- **GIVEN RECORDS**
↓↓↓

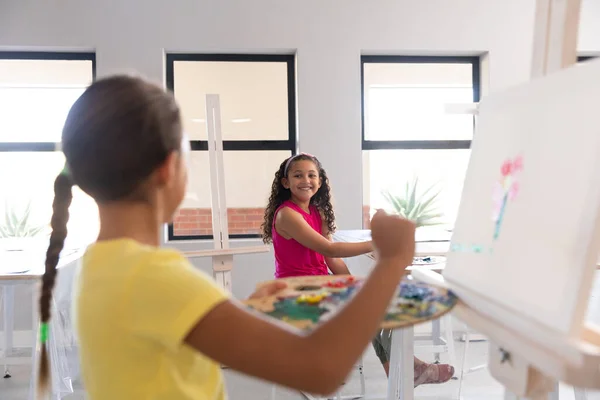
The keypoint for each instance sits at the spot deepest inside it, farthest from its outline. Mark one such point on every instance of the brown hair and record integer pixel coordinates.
(115, 135)
(279, 194)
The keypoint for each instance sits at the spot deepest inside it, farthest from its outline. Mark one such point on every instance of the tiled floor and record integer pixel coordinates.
(478, 385)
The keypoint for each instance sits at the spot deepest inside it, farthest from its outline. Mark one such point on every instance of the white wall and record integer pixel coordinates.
(328, 37)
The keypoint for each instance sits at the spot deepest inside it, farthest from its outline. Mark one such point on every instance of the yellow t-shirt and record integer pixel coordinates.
(133, 307)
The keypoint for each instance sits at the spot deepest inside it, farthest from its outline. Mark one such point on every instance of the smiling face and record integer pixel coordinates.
(303, 180)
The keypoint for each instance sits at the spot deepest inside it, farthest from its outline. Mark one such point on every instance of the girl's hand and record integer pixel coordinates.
(268, 290)
(393, 237)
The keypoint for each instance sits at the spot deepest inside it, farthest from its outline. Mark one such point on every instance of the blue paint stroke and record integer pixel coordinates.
(475, 248)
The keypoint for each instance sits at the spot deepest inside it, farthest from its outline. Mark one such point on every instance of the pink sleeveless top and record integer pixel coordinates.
(292, 258)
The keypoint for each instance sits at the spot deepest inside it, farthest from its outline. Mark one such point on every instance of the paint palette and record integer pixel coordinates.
(309, 300)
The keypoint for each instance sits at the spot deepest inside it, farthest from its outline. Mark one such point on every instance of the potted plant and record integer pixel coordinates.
(420, 207)
(18, 231)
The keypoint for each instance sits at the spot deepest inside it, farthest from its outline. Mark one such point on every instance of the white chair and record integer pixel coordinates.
(338, 395)
(442, 337)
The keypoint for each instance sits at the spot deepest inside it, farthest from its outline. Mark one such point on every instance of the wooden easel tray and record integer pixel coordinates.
(309, 300)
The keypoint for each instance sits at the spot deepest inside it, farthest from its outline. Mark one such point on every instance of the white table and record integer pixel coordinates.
(401, 375)
(26, 268)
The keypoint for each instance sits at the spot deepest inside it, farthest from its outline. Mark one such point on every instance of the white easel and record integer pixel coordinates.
(222, 254)
(524, 358)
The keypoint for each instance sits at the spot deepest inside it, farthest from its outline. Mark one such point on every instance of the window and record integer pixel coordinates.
(415, 154)
(582, 59)
(36, 92)
(258, 123)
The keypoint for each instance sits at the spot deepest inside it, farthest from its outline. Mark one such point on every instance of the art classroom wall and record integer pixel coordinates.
(328, 38)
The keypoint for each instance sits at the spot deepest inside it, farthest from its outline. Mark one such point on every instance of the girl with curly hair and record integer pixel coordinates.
(299, 221)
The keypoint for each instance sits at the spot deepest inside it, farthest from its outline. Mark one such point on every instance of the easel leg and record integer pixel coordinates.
(9, 309)
(402, 373)
(222, 266)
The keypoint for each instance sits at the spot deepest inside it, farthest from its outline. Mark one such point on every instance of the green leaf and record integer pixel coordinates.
(419, 207)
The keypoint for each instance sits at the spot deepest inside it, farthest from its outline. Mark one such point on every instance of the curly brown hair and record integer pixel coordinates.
(279, 194)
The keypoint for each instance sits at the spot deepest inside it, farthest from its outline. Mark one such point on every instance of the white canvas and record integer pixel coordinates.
(541, 265)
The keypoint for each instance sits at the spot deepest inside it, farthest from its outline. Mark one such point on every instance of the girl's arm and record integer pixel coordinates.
(336, 265)
(290, 224)
(318, 362)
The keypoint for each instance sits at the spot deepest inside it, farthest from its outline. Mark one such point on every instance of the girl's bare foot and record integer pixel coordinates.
(432, 373)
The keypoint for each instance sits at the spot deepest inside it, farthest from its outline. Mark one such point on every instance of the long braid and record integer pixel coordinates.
(60, 217)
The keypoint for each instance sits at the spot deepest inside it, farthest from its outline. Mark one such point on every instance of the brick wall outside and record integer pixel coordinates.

↑↑↑

The records above need to be copied exactly, with the pictures left out.

- **ANSWER FOR THE TASK**
The keypoint for each instance sits at the spot deepest inside it, farthest from its outline. Mark one such point on every instance of the brown hair and record integer pixel coordinates.
(115, 135)
(279, 194)
The keypoint for each instance sits at the spot deepest inside it, farthest from its outline. Mark one such point on every instance of the tiled floor and record integer pixel coordinates.
(478, 385)
The keypoint for each instance sits at the spot deepest inside it, farthest from its outline. Mark one such point on every instance of the white wall and record integer pixel coordinates.
(328, 37)
The keypoint for each instance sits at the spot deepest inside it, farthest from its outline. Mark one such point on every instance of the yellow t-shirt and record integer pixel coordinates.
(133, 307)
The keypoint for each instance sits at the spot deepest inside it, farthest from its outline. Mark one such point on every instance of the smiling face and record integer pixel coordinates.
(303, 180)
The keypoint for each instance sits at the spot deepest inside it, farthest from its outline. Mark one such point on every instance of the girl's hand and record integer pixel coordinates.
(268, 290)
(393, 237)
The keypoint for each instance sits at the spot deepest inside it, farthest from its outline. Mark one such point on every instance of the blue paint stroke and record integer pixel coordinates.
(475, 248)
The keypoint for each instance sits at the spot deepest inside it, farthest from its outline. Mark one such point on every instance of the pink sleeveless top and record integer pixel coordinates.
(292, 258)
The keypoint for each instance sits at the spot deepest inside it, farthest from its outline. Mark one such point on every instance of the paint palette and record integer pixel coordinates.
(309, 300)
The keypoint for each instance sits at the spot deepest inside it, farthest from its outline. Mark one such point on every instance of the potted plant and record integer pixel coordinates.
(420, 207)
(18, 231)
The keypoint for each instance sits at the spot deepest inside it, farthest from its outline. Mark one such point on every instance of the white chair and record integer pixel coordinates.
(338, 395)
(442, 337)
The keypoint for each instance sits at the spot deepest inside it, farthest from its outline. Mark one such point on every instance of the wooden easel tray and record integer pixel coordinates.
(309, 300)
The keypoint for each instance sits at the spot deepest inside it, farthest from its outline. Mark one such point on every instance of the white table and record integer pixel coordinates.
(401, 375)
(26, 268)
The keypoint for each instance sits at the spot deepest inside it, farthest from its outline. Mark one such point on every instance of the white easel and record integer pixel coordinates.
(222, 254)
(524, 358)
The keypoint for each instance sits at the spot deepest inside it, farthest from its outline. Mark one such point on every instance of the window and record integer pixel coordinates.
(415, 154)
(582, 59)
(36, 92)
(258, 123)
The keypoint for each instance sits at the spot deepest inside it, farthest from its outline. Mark one such point on every instance of the art classroom wall and record integer pixel coordinates.
(328, 38)
The keypoint for each instance sits at the spot deepest inside it, farthest from its outline. Mark one such point on every instance of the girl with curly hair and record integer pixel coordinates.
(299, 221)
The keypoint for each instance sits at the spot deepest inside it, farthest from its outline. Mark one such point on every instance of the easel leg and record integer pixel coordinates.
(9, 309)
(402, 373)
(222, 266)
The keypoint for each instance sits at the spot deepest inside it, farthest from its outline. Mark one such point on every instance of the green leaf and record integer pixel coordinates.
(419, 207)
The keypoint for each instance sits at the spot deepest inside it, farthest from its outline. Mark one such point on every instance of the curly brown hair and record integer pixel coordinates.
(279, 194)
The keypoint for each instance sits at the spot deepest inside it, farthest from its outline. Mark one such point on every instance of the white canvas and record integer pixel coordinates.
(541, 265)
The keypoint for each instance sits at the spot deepest inside it, farthest from its outline. Mark one such point on every instance of the girl's arm and record integer pixel coordinates.
(336, 265)
(290, 224)
(318, 362)
The keypoint for each instance sits at the spot deepest inside it, farthest from its outline. Mark one such point on every instance of the girl's bare foot and record integer pixel coordinates.
(432, 373)
The keypoint for each instance sits at the spot deepest inside it, farthest from its outline. Mark one such point on every instance of the long braid and record integer pixel coordinates.
(60, 217)
The keypoint for each instance sits at the spot deepest inside it, farthest from its outline. Mark one such point on every instance of the brick wall outside and record integer pixel coordinates.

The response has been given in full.